** start Material shown **
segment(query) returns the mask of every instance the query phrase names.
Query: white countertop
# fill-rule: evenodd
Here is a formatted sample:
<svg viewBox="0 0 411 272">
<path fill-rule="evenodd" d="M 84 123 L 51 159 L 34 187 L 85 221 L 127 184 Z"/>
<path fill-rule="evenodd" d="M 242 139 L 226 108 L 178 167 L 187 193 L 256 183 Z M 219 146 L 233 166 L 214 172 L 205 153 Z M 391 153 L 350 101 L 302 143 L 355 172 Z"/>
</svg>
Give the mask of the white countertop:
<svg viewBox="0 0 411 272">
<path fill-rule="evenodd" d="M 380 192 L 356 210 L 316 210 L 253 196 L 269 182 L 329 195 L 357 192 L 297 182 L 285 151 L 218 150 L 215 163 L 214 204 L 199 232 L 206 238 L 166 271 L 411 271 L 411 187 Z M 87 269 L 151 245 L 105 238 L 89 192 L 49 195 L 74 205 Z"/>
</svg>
** end Material shown **
Stated problem: Print the material above line for line, with nothing altered.

Result for this exercise:
segment(query) returns the mask of every instance the query phrase names.
Query: white countertop
# fill-rule: evenodd
Here is a formatted sample:
<svg viewBox="0 0 411 272">
<path fill-rule="evenodd" d="M 84 123 L 51 159 L 34 187 L 85 221 L 127 184 Z"/>
<path fill-rule="evenodd" d="M 242 139 L 226 108 L 178 167 L 187 193 L 256 183 Z M 219 146 L 233 166 L 214 172 L 205 153 Z M 391 153 L 350 101 L 302 143 L 355 172 Z"/>
</svg>
Give the mask of the white countertop:
<svg viewBox="0 0 411 272">
<path fill-rule="evenodd" d="M 380 192 L 356 210 L 316 210 L 253 196 L 269 182 L 329 195 L 357 192 L 297 182 L 285 151 L 218 150 L 215 163 L 214 204 L 199 232 L 206 238 L 166 271 L 411 271 L 411 187 Z M 87 269 L 151 245 L 105 238 L 89 192 L 49 195 L 74 205 Z"/>
</svg>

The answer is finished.